## Texto para leitura:

■ ■ ■ ■

É comum que os segundos mandatos dos presidentes da República sejam mais interventivos. Foi assim com Mário Soares, Jorge Sampaio e Cavaco Silva que se tornaram mais exigentes com os governos abrindo a porta a momentos de tensão que ficaram para a história da democracia. Com Marcelo Rebelo de Sousa, reeleito há dois anos para um segundo mandato, não está a ser diferente, mas os mais próximos garantem que foram as circunstâncias que ditaram uma atuação mais exigente.
“Nos últimos meses tem sido mais interventivo e mais exigente”, reconhece, em declarações ao NOVO, Marques Mendes, conselheiro de Estado. O ex-presidente do PSD considera que a atuação do Presidente da República “é justificada pelas circunstâncias”. “Primeiro, porque um governo de maioria absoluta exige sempre um maior escrutínio presidencial do que um governo de minoria, em segundo lugar, porque o Governo cometeu muitos erros nos últimos tempos e colocou-se a jeito para uma maior intervenção presidencial”, analisa.

■ ■ ■ ■

(Registos de uma coleção)
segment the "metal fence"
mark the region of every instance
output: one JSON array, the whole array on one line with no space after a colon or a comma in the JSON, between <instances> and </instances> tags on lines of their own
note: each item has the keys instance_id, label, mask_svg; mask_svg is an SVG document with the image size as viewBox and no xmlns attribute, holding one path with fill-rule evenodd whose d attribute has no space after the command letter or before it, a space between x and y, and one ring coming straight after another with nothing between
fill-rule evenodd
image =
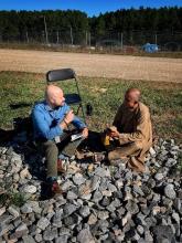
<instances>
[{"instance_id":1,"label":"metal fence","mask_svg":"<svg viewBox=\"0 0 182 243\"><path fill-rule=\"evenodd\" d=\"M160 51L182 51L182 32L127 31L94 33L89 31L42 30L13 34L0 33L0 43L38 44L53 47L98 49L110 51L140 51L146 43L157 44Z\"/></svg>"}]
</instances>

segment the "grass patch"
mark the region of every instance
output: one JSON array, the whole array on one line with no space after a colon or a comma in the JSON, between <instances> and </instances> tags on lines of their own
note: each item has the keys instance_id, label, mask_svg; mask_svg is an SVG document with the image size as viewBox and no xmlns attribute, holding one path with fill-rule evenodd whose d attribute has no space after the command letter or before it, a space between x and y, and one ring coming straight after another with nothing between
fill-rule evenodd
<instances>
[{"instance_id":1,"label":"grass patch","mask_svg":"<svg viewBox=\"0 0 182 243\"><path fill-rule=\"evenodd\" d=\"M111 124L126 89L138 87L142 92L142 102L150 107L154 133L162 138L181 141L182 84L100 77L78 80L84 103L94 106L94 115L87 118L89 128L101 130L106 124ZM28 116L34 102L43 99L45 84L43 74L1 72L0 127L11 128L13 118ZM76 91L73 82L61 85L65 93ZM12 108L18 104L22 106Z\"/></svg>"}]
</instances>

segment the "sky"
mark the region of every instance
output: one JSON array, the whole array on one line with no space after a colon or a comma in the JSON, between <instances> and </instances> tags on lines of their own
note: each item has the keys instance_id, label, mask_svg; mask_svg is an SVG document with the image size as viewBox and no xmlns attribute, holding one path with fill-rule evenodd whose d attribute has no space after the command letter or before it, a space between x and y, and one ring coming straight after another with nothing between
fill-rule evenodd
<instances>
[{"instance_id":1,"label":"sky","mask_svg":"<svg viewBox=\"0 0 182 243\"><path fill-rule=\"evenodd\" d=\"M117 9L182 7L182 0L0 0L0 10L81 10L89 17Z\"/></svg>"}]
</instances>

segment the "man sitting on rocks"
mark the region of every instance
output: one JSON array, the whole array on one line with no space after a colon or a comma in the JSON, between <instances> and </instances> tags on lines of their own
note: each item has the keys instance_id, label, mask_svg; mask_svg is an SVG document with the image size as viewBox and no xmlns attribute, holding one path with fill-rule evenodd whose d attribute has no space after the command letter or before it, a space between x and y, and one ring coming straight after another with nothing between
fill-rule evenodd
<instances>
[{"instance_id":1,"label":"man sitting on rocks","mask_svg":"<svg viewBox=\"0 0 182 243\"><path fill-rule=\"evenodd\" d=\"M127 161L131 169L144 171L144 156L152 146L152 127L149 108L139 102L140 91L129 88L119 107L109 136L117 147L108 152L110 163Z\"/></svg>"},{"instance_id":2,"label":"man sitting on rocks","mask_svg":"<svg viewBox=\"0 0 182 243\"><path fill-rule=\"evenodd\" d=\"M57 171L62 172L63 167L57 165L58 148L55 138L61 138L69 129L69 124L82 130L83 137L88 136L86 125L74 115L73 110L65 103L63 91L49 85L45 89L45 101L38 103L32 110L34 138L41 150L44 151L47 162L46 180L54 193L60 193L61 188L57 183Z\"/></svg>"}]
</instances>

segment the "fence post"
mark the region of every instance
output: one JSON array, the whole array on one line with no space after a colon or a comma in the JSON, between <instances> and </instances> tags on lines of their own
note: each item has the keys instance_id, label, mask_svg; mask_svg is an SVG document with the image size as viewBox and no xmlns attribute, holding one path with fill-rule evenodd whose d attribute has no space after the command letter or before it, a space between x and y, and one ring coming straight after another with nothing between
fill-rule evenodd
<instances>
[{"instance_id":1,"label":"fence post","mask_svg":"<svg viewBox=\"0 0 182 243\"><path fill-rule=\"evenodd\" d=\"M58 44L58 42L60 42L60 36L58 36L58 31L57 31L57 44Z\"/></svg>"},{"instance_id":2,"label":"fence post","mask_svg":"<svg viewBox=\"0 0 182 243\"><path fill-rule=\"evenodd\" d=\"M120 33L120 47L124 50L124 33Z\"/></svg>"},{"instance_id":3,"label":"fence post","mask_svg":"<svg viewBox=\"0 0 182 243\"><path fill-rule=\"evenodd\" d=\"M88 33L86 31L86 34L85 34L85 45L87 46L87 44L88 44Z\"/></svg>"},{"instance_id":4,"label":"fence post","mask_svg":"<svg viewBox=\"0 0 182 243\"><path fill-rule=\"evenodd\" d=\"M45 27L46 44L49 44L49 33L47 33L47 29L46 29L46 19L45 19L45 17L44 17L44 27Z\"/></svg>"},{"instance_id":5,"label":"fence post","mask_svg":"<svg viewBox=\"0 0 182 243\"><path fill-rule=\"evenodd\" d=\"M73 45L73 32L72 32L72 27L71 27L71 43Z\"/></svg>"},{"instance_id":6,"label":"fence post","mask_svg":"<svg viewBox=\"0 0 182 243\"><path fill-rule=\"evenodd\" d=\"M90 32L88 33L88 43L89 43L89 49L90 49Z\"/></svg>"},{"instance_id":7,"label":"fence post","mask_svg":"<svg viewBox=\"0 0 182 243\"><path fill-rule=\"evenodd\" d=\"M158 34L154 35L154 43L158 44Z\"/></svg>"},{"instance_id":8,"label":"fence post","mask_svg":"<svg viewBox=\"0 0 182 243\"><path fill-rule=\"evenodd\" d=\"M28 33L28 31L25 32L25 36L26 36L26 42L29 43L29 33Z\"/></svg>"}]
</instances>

■ ■ ■ ■

## Objetivo 1:
Responda com base no texto sobre os segundos mandatos presidenciais:
(a) Há quanto tempo foi Marcelo Rebelo de Sousa reeleito?
(b) Que cargo ocupa atualmente Marques Mendes?
(c) Segundo Marques Mendes, que tipo de governo exige sempre um maior escrutínio presidencial?
## Objetivo 2:
No texto sobre os segundos mandatos presidenciais, transforme numa lista curta o parágrafo que começa por "É comum que os segundos mandatos", sem perder os factos principais.
## Objetivo 3:
Escreva a continuação do texto sobre os segundos mandatos presidenciais a partir da última frase apresentada.
Não é preciso recorrer a este material.

## Resposta 1:
(a) Há dois anos.
(b) É conselheiro de Estado.
(c) Um governo de maioria absoluta.

## Resposta 2:
- Os presidentes costumam ser mais interventivos no segundo mandato.
- Mário Soares, Jorge Sampaio e Cavaco Silva tornaram-se mais exigentes com os governos, o que abriu caminho a momentos de tensão históricos.
- Marcelo Rebelo de Sousa, reeleito há dois anos, segue o mesmo padrão.
- Segundo os mais próximos, foram as circunstâncias que impuseram essa atuação mais exigente.

## Resposta 3:
Há ainda uma terceira razão para o comentador a justificar a postura de Marcelo Rebelo de Sousa: “os portugueses, de alguma forma, como se tem visto em sondagens, também exigem da parte do Presidente uma maior intervenção”. Com três anos de mandato pela frente e um governo de maioria absoluta que dá sinais de desgaste, Luís Marques Mendes considera que a intervenção do Presidente continuará a depender das circunstâncias: “A linha de orientação é esta, mas se em cada momento intervém mais ou intervém menos, isso vai depender muito das circunstâncias. Ninguém pode estar a prever em abstracto. O Governo comete erros, o Presidente é mais exigente, o Governo faz menos erros, o Presidente é menos exigente. O Governo é mais arrogante, é natural que o Presidente seja mais exigente para pôr ordem na casa. O Governo é mais tolerante, não se justifica. A ação do Presidente é sempre vista em função das circunstâncias políticas do momento.”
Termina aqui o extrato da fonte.